:: SHORT PROBLEM 1 ::
Identify every line of the rows below that contains the word "logo", and copy each of those lines.

:: TEXT ::
============================================================

VideoMAP: Toward Scalable Mamba-based Video Autoregressive Pretraining

VideoMAP: Toward Scalable Mamba-based Video Autoregressive Pretraining

The field of video understanding faces a scalability bottleneck. While Transformers dominate video modeling, their quadratic complexity hinders efficiency, and pure Mamba architectures often overfit and fail to generalize. To bridge this gap, we introduce VideoMAP, a hybrid Mamba-Transformer framework with frame-wise autoregressive pretraining. As shown in figure below, VideoMAP effectively combines Mamba’s sequential efficiency with Transformer’s global reasoning, making it a scalable foundation for long-horizon video analysis.

VideoMAP

Methodology

Hybrid Mamba–Transformer Encoder

VideoMAP’s hybrid design strikes a balance between efficiency and context modeling. The architecture integrates Mamba and Transformer blocks at a 4:1 ratio, forming the VideoHybrid backbone. This hybridization mitigates Mamba’s tendency to overfit while retaining its linear-time advantages.

============================================================

:: SUPPLIED MATERIAL ::

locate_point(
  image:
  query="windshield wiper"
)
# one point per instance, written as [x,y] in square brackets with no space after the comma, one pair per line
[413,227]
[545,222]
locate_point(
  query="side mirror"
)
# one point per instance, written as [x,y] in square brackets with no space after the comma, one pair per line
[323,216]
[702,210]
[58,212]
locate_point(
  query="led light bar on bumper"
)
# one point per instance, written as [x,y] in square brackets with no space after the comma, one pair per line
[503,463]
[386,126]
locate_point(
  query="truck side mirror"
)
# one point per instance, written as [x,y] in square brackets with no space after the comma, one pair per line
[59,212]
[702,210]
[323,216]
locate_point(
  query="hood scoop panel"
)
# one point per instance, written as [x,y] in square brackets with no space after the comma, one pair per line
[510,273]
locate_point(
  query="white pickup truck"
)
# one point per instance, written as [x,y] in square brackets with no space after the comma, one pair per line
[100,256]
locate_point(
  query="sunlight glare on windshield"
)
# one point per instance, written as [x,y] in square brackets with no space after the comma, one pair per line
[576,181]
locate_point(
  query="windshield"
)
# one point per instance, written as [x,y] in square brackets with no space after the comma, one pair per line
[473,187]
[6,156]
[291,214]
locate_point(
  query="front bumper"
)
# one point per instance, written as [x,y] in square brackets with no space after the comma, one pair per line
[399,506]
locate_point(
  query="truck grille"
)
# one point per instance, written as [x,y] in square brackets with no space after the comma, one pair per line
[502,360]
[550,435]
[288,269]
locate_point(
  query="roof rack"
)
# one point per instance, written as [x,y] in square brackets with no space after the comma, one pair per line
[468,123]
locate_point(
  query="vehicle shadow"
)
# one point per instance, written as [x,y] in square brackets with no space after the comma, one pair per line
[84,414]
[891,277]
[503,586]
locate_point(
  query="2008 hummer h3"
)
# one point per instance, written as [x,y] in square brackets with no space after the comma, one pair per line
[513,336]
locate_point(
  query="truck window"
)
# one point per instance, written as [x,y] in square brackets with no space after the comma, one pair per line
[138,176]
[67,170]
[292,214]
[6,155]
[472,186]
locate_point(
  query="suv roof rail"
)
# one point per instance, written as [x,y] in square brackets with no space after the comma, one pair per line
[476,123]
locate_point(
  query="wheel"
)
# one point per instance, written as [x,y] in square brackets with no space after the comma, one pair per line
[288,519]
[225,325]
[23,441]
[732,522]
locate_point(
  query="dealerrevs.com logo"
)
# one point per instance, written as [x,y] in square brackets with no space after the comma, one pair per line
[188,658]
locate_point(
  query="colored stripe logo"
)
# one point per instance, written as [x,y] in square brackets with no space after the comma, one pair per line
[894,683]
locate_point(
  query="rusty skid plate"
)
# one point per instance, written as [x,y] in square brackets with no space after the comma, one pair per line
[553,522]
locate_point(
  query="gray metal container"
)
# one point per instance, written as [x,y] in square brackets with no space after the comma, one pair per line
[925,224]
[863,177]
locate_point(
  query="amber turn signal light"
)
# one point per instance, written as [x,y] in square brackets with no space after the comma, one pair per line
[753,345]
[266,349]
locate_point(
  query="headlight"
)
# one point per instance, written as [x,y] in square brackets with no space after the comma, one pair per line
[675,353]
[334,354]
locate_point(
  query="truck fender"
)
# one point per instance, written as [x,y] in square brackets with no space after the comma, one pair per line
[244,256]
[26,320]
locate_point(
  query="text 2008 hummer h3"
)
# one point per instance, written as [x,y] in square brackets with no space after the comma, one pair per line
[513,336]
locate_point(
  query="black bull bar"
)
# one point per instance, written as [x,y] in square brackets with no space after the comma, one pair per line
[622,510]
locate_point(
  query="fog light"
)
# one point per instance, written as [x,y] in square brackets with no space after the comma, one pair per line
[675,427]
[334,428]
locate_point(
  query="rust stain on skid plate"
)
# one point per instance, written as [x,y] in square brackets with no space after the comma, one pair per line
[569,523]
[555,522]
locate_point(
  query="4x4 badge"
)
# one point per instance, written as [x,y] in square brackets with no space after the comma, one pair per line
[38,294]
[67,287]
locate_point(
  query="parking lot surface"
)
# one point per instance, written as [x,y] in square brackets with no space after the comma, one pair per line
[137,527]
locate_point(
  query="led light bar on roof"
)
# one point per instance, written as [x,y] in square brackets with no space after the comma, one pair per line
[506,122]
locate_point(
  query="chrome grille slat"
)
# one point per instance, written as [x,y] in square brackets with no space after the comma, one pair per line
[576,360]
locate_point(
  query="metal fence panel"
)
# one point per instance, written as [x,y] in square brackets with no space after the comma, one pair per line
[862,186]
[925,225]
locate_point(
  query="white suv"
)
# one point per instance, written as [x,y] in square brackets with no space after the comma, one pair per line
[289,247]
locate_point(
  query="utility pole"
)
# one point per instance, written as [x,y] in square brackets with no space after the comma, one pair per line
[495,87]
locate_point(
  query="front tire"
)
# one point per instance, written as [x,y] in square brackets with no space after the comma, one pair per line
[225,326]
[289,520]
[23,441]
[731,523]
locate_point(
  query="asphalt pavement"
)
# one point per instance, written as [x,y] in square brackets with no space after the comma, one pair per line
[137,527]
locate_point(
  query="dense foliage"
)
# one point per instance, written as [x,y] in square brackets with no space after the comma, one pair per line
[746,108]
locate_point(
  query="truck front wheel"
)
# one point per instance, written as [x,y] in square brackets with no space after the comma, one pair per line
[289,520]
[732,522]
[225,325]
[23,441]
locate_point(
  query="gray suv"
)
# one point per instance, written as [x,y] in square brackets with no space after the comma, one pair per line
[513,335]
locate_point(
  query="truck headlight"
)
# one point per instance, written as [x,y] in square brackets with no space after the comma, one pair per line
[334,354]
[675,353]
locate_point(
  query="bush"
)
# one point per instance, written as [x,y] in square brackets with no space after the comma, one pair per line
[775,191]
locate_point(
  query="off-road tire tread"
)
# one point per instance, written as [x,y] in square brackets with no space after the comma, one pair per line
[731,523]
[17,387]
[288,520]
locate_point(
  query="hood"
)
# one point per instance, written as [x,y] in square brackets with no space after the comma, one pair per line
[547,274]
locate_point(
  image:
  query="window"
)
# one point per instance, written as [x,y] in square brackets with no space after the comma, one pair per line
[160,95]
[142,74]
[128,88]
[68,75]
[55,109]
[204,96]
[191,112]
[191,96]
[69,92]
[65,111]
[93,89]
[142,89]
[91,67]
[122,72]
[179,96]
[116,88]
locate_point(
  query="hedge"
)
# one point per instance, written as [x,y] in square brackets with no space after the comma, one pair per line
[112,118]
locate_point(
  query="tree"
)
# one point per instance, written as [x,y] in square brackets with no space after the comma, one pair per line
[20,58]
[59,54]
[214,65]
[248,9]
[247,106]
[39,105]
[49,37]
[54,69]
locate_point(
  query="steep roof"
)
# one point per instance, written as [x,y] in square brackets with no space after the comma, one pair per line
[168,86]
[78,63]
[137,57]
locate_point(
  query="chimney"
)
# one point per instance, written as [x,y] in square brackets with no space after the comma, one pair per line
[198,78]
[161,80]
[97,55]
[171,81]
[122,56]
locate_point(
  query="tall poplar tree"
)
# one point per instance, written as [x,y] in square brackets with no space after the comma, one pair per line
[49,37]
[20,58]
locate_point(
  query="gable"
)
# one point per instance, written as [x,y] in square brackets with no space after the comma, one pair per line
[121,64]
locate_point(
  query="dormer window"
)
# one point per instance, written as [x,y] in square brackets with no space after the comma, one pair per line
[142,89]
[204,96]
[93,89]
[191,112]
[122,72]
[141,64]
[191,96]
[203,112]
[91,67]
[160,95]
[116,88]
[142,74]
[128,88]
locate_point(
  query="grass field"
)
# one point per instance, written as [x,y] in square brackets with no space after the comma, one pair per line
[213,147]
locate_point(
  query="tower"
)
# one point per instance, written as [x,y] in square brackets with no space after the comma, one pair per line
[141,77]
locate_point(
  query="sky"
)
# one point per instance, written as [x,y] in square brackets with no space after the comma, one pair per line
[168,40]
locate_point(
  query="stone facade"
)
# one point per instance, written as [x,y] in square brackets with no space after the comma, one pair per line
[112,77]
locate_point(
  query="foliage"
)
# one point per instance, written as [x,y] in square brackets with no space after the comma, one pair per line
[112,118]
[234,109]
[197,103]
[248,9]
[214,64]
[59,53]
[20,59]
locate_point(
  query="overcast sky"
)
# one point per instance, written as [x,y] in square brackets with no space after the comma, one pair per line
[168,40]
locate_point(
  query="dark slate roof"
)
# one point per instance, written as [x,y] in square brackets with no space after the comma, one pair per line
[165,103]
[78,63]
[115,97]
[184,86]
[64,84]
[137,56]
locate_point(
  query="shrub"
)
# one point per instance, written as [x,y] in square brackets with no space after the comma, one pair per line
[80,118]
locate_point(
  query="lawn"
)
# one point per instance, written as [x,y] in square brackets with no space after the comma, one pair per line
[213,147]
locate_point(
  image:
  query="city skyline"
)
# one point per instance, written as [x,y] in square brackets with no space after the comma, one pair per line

============================================================

:: SHORT PROBLEM 2 ::
Print the part of the VideoMAP text above from "The field of" up to and including "long-horizon video analysis.".

:: WRITTEN SOLUTION 1 ::
  query="dealerrevs.com logo"
  query="colored stripe logo"

:: WRITTEN SOLUTION 2 ::
The field of video understanding faces a scalability bottleneck. While Transformers dominate video modeling, their quadratic complexity hinders efficiency, and pure Mamba architectures often overfit and fail to generalize. To bridge this gap, we introduce VideoMAP, a hybrid Mamba-Transformer framework with frame-wise autoregressive pretraining. As shown in figure below, VideoMAP effectively combines Mamba’s sequential efficiency with Transformer’s global reasoning, making it a scalable foundation for long-horizon video analysis.